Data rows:

** START **

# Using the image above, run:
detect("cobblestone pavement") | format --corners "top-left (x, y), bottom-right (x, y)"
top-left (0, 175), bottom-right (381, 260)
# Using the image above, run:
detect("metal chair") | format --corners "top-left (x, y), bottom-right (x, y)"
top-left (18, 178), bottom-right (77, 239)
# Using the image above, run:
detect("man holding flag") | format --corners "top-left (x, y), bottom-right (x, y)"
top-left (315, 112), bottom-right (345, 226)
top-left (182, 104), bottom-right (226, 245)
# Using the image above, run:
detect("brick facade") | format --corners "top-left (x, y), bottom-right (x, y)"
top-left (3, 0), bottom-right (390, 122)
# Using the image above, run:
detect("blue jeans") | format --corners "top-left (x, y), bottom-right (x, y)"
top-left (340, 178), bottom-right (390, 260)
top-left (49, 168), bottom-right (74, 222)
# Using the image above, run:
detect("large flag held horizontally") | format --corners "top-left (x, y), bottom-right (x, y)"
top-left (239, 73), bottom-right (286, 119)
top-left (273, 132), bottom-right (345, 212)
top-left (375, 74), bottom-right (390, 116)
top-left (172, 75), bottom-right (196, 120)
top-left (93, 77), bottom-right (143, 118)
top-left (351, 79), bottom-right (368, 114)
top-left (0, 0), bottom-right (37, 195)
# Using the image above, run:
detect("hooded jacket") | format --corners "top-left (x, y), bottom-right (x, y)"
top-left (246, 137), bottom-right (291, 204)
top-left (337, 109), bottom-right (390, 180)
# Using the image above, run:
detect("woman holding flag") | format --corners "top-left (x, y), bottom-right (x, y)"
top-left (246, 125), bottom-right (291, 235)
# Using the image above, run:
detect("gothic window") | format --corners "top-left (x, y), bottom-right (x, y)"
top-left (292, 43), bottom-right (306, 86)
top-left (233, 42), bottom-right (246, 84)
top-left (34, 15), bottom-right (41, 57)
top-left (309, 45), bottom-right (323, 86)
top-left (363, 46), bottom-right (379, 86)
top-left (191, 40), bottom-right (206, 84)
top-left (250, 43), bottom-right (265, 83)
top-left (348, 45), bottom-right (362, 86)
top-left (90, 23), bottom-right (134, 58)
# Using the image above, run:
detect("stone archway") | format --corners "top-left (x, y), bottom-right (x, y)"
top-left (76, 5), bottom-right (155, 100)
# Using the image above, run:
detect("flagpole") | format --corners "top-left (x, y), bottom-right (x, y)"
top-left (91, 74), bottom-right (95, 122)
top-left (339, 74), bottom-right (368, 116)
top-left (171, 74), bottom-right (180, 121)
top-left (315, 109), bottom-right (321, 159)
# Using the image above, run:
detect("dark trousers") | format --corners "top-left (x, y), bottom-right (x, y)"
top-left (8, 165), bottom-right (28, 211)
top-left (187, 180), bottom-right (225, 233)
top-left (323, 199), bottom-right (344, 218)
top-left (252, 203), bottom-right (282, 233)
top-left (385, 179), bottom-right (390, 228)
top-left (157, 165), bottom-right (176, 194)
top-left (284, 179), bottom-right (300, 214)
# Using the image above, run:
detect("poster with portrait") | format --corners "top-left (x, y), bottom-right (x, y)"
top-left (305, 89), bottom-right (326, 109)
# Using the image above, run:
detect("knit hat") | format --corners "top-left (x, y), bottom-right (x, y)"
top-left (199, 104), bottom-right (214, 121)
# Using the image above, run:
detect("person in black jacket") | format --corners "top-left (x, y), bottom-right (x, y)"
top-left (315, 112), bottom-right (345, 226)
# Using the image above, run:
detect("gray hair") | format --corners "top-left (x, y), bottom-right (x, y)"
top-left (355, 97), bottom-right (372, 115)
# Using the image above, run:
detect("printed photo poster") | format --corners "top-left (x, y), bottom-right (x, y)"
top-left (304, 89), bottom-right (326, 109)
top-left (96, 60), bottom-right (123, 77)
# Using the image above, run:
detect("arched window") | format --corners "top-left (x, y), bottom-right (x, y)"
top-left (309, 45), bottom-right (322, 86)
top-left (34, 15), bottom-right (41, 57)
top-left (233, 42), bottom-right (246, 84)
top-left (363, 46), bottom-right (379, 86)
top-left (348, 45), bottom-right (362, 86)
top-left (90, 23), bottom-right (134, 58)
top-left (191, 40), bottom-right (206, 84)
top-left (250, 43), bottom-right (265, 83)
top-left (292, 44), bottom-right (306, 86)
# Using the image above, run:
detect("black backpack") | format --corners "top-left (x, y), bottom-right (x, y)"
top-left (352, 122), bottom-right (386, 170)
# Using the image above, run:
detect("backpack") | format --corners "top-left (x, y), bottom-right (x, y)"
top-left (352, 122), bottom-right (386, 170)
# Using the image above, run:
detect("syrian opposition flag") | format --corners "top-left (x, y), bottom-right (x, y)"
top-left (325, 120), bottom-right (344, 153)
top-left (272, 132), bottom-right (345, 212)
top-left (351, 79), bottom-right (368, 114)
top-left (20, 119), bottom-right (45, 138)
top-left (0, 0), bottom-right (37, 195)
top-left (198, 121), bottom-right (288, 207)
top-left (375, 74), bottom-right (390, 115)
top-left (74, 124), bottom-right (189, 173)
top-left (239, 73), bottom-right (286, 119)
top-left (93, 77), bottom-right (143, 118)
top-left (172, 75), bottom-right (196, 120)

** END **

Problem to solve –
Reproduce everything from the first row down to the row containing "top-left (49, 168), bottom-right (74, 222)", both included, keeping each request unchanged. Multiply every bounding-box coordinate in the answers by 1.35 and round each result to a whole number, with halves rounded up.

Completed task –
# Using the image above, run:
detect("cobblestone pavement") | format --corners "top-left (x, y), bottom-right (x, y)"
top-left (0, 236), bottom-right (514, 351)
# Using the image above, run:
detect("metal chair") | format --corners "top-left (x, y), bottom-right (x, y)"
top-left (24, 240), bottom-right (104, 323)
# Using the image above, run:
detect("man holding flag") | format --corners "top-left (x, y), bottom-right (x, y)"
top-left (425, 151), bottom-right (466, 305)
top-left (246, 140), bottom-right (305, 331)
# Using the image above, run:
detect("brick facade") | format --corners "top-left (x, y), bottom-right (x, y)"
top-left (4, 0), bottom-right (527, 165)
# Using the image above, run:
detect("blue jeans") | format --corners "top-left (x, y), bottom-right (x, y)"
top-left (459, 240), bottom-right (527, 351)
top-left (66, 227), bottom-right (100, 300)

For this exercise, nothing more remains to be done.